(INPUT RECORDS):
• • •
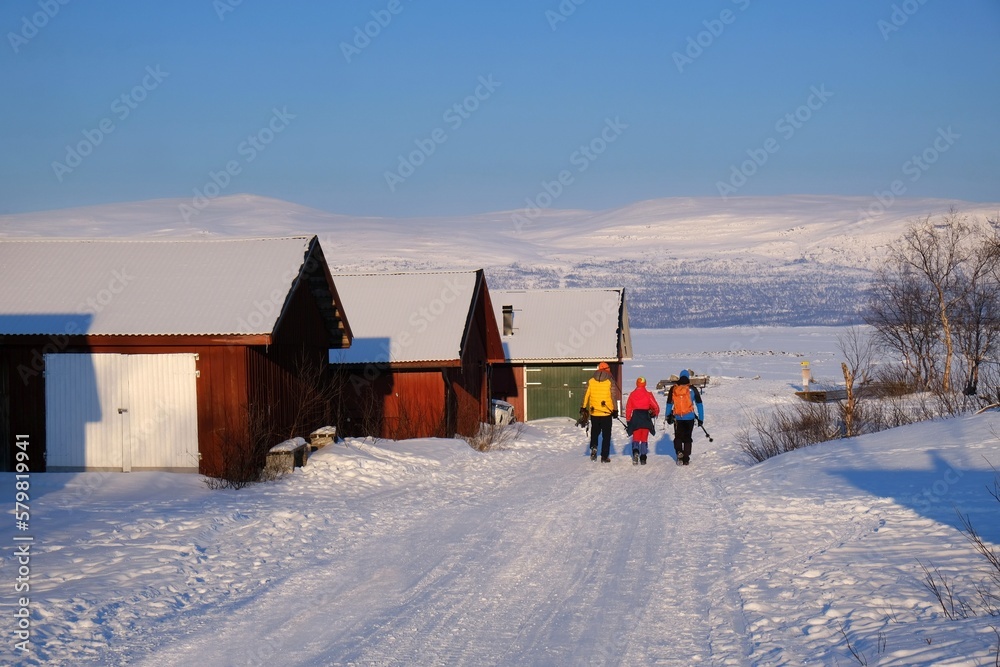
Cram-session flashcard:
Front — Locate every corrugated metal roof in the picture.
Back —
[0,236,313,335]
[490,288,631,361]
[330,271,479,364]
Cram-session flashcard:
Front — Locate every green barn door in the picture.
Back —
[525,366,593,419]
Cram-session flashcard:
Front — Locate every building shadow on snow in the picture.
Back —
[830,450,1000,544]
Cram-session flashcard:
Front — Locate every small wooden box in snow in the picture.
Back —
[267,438,309,472]
[309,426,337,449]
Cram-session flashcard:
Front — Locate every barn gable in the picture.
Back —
[0,237,351,474]
[330,270,503,438]
[492,288,632,419]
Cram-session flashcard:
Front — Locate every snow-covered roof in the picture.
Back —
[490,288,632,362]
[330,271,482,364]
[0,236,336,335]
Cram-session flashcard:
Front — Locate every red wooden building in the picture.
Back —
[0,237,351,475]
[493,287,632,421]
[330,270,503,439]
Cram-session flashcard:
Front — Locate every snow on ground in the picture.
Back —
[0,328,1000,666]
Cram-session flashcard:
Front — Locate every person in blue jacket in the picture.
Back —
[664,370,705,465]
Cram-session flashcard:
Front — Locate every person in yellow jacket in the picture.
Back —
[580,361,621,463]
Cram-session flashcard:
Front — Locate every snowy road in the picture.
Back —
[125,422,746,665]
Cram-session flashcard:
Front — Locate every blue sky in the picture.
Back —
[0,0,1000,216]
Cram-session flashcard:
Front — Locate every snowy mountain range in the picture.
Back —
[0,194,1000,328]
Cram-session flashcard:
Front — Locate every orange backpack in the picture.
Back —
[670,384,694,415]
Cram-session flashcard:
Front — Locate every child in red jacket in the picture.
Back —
[625,377,660,465]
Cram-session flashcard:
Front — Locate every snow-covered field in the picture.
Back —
[0,328,1000,667]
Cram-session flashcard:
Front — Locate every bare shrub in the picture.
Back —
[917,560,976,620]
[205,404,275,489]
[736,403,840,463]
[917,460,1000,620]
[462,422,524,452]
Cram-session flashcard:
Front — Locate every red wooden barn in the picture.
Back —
[330,270,503,439]
[0,236,351,475]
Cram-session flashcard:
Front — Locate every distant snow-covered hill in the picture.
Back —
[0,195,1000,328]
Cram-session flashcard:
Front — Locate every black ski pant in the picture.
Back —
[590,415,613,459]
[674,419,694,461]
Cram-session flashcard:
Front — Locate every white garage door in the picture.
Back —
[45,354,198,472]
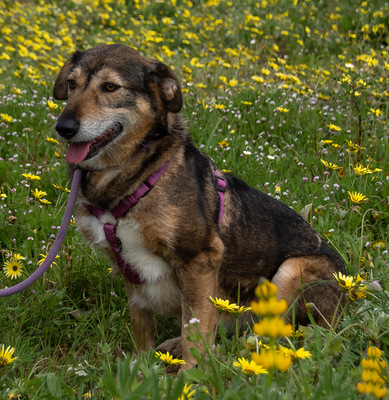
• • •
(PROBLEM DETAILS):
Reproduce all of the material above, substituting "coat" for every "jacket" and changing nothing else. Leave the pictures out.

(COMPLETED EXERCISE):
Cram-session flashcard:
Front — Locate every corrugated metal roof in the picture.
Back —
[0,236,313,335]
[490,288,631,361]
[330,271,479,364]
Cram-session flashcard:
Front — Locate every green barn door in the picture.
Back —
[525,366,593,419]
Cram-session flashcard:
Front — Locate every building shadow on snow in the picture.
Back —
[830,450,1000,544]
Cram-session flashcard:
Front — Locate every small wooden box in snow in the picture.
Back —
[267,438,309,472]
[309,426,337,449]
Cram-session flashcard:
Front — Locate every barn gable in the picture.
Back —
[0,237,351,474]
[330,270,503,438]
[492,288,632,419]
Cram-session flashcard:
Front — Locate every snow-covered roof in the picture.
Back —
[490,288,632,362]
[330,271,482,364]
[0,236,336,335]
Cram-session flashcard:
Front — Locate every red wooden building in the picture.
Back —
[0,237,351,475]
[493,287,632,421]
[330,270,503,439]
Cram-session flashcard:
Front — Locate every snow on ground in the picture.
Back —
[0,328,1000,666]
Cram-session flashcard:
Front — Locate every person in blue coat in the picture.
Back —
[664,370,705,465]
Cram-session flashcard:
Front — Locate every person in yellow coat in the picture.
Back —
[580,361,621,463]
Cram-session flashcard:
Front — Locate every snowy road in the picture.
Back —
[125,422,746,665]
Cram-session flashcard:
Front — Locate every blue sky in the picture.
Back —
[0,0,1000,216]
Cram-session flashcard:
Front — Locate every snowy mountain range in the picture.
Back —
[0,194,1000,328]
Cram-session flashcard:
Front — Locate every orange backpack in the picture.
Back —
[670,384,694,415]
Cram-session flashcard:
Front — Locate every child in red coat in the picture.
Back —
[625,377,660,465]
Cram-session flashcard:
Front — Locate every snow-covered field in the picture.
Back —
[0,328,1000,667]
Cram-session flashcard:
Front — Locate every bare shrub in the picture.
Back —
[917,560,976,620]
[205,404,275,489]
[736,403,840,463]
[917,460,1000,620]
[462,422,524,452]
Cram-session flashcard:
Front — Locate every red wooden barn in the picture.
Back —
[330,270,503,439]
[0,236,351,475]
Cram-session flashcard:
Front — Locate every distant snow-covered hill in the picture.
Back —
[0,195,1000,328]
Cram-session flashcard:
Front — Locate every black ski pant in the picture.
Back —
[590,415,613,459]
[674,419,694,461]
Cram-session flashcard:
Front — Locate every white garage door in the picture.
Back —
[45,354,198,472]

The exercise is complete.